* [Text shown]
Multiple people I spoke with in Louisiana and Texas also brought up a history of local officials giving heavy industry a free pass on pollution and major tax breaks. Why should they believe that the DAC hubs will be any better regulated or bring in much-needed revenue?
But local attitudes along the Gulf Coast are varied and complex. Prior to the hubs announcement, Data for Progress, a polling and research non-profit that spearheaded Wednesday’s letter, held a series of focus groups about DAC in Louisiana and Texas. One key finding, Celina Scott-Buechler, a senior fellow who led the research, told me, was that there was a tension between concerns like Ozane’s, and an awareness that fossil fuel companies historically have been the primary sources of good jobs in these communities.
“I think people make a calculated risk decision,” one focus group participant in Lake Charles said. “They're like, oh, so I could be around these chemicals that could have a long-term effect. I may not see them for the next 20, 30 years, but if it's going to take care of my family and give my family a nice home and a good vehicle to drive, then I'll work tirelessly to provide that for my family. But I may die at 65.”
Another stressed that there was a “big need for jobs” and that “sometimes people's need for employment overshadows whether it's good for the environment or not.”

* [Provided material]
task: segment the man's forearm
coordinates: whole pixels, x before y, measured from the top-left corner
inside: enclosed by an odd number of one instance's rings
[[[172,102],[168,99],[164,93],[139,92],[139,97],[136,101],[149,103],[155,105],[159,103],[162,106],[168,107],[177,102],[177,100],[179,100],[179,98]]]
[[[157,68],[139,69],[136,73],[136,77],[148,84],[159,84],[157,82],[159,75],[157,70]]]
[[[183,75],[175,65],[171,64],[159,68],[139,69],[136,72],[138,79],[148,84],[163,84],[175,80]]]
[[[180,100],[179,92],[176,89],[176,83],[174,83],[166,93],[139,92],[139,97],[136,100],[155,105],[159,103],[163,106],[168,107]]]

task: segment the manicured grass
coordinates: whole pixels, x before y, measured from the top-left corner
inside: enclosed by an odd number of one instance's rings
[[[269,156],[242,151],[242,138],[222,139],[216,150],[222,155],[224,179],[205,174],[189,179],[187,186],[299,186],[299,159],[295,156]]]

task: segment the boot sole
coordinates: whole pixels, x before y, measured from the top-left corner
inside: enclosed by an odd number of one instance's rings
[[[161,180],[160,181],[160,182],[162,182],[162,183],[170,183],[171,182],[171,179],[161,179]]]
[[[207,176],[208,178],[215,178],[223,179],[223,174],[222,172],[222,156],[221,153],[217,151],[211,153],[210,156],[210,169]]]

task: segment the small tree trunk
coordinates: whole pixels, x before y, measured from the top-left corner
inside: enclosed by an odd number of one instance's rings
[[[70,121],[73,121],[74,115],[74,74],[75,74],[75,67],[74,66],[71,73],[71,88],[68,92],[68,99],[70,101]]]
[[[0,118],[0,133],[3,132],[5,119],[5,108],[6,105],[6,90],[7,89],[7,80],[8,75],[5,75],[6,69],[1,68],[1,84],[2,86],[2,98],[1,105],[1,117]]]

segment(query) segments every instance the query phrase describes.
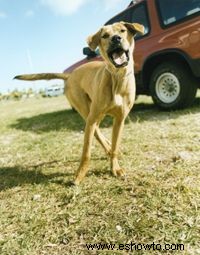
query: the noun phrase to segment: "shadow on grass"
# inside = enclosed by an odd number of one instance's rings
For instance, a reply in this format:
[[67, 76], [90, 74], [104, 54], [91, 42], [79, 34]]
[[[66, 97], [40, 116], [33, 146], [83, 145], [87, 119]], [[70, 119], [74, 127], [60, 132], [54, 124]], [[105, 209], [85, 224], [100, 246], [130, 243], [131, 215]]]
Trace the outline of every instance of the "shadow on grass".
[[[200, 98], [195, 100], [192, 107], [179, 111], [161, 111], [153, 103], [136, 103], [129, 114], [129, 120], [133, 122], [156, 121], [176, 119], [181, 115], [199, 112]], [[56, 130], [80, 131], [84, 130], [85, 122], [74, 110], [68, 109], [58, 112], [50, 112], [29, 118], [19, 118], [11, 124], [11, 128], [35, 133], [50, 132]], [[112, 126], [112, 118], [106, 116], [101, 123], [101, 128]]]

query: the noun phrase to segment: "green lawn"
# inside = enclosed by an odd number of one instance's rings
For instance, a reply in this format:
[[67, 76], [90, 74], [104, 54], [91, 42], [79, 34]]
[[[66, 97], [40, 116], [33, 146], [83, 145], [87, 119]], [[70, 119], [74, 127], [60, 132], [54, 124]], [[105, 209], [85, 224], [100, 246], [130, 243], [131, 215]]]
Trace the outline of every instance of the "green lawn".
[[[0, 254], [200, 254], [200, 98], [161, 112], [140, 97], [121, 146], [126, 180], [94, 141], [90, 171], [71, 185], [84, 122], [64, 96], [0, 102]], [[112, 120], [102, 131], [111, 136]], [[119, 244], [184, 244], [122, 251]], [[116, 244], [88, 251], [86, 244]], [[140, 246], [139, 246], [140, 247]]]

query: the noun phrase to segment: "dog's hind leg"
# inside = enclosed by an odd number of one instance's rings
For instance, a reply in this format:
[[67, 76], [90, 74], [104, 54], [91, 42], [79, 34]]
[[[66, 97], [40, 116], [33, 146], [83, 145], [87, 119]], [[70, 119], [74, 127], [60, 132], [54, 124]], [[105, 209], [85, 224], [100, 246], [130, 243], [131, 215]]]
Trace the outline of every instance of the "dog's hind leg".
[[101, 144], [101, 146], [104, 148], [106, 154], [110, 155], [111, 154], [111, 142], [107, 138], [105, 138], [105, 136], [101, 133], [98, 126], [96, 126], [94, 136], [97, 139], [97, 141]]

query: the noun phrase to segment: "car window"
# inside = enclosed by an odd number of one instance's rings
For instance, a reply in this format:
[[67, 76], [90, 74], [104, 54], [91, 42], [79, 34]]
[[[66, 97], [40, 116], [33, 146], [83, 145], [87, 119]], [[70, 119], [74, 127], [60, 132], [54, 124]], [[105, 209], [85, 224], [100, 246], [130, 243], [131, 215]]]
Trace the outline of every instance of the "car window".
[[157, 5], [164, 26], [200, 14], [200, 0], [157, 0]]
[[106, 25], [113, 24], [115, 22], [130, 22], [130, 23], [140, 23], [144, 26], [145, 32], [144, 35], [137, 34], [135, 39], [141, 38], [149, 33], [150, 25], [149, 19], [147, 14], [147, 7], [145, 3], [141, 3], [139, 5], [133, 6], [124, 12], [120, 13], [119, 15], [115, 16], [111, 20], [109, 20]]

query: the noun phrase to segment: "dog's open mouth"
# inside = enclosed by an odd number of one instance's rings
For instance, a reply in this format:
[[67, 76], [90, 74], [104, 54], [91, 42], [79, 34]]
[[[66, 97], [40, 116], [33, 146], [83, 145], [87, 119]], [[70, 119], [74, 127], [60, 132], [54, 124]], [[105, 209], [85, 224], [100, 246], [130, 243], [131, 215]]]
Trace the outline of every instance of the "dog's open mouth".
[[108, 52], [108, 56], [115, 67], [124, 67], [128, 65], [129, 52], [122, 48], [115, 48]]

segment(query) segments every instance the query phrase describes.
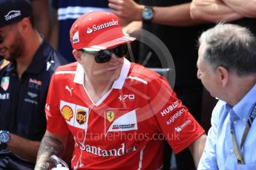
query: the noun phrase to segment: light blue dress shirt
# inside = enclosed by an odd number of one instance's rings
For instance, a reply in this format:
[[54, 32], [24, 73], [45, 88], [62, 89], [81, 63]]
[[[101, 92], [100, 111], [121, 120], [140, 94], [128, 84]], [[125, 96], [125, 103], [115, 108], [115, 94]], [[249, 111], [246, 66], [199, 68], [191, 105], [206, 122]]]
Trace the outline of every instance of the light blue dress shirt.
[[[201, 169], [256, 169], [256, 120], [252, 124], [243, 143], [245, 165], [238, 165], [234, 152], [231, 125], [240, 148], [247, 120], [256, 104], [256, 84], [235, 106], [219, 101], [211, 116], [206, 148], [200, 160]], [[256, 118], [255, 118], [256, 119]]]

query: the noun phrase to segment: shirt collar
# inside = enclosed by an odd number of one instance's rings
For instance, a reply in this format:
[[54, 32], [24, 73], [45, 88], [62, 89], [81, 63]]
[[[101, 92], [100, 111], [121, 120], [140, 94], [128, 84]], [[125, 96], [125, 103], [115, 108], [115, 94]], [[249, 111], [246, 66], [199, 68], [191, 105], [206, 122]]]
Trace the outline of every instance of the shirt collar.
[[[131, 67], [131, 62], [128, 61], [126, 58], [124, 58], [124, 64], [122, 67], [120, 76], [118, 78], [117, 80], [114, 81], [112, 85], [112, 89], [121, 89], [123, 84], [125, 84], [125, 79], [128, 76], [129, 72], [129, 69]], [[84, 78], [85, 78], [85, 71], [82, 68], [82, 66], [80, 64], [77, 64], [75, 77], [73, 79], [73, 82], [79, 84], [84, 84]]]
[[247, 94], [232, 108], [234, 112], [240, 119], [249, 118], [252, 113], [252, 109], [256, 104], [256, 84], [247, 92]]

* [Exercise details] Copy word for word the part of the DAC hubs passage starting with "But local attitudes" and going on through "in these communities.".

* [Result of the exercise]
But local attitudes along the Gulf Coast are varied and complex. Prior to the hubs announcement, Data for Progress, a polling and research non-profit that spearheaded Wednesday’s letter, held a series of focus groups about DAC in Louisiana and Texas. One key finding, Celina Scott-Buechler, a senior fellow who led the research, told me, was that there was a tension between concerns like Ozane’s, and an awareness that fossil fuel companies historically have been the primary sources of good jobs in these communities.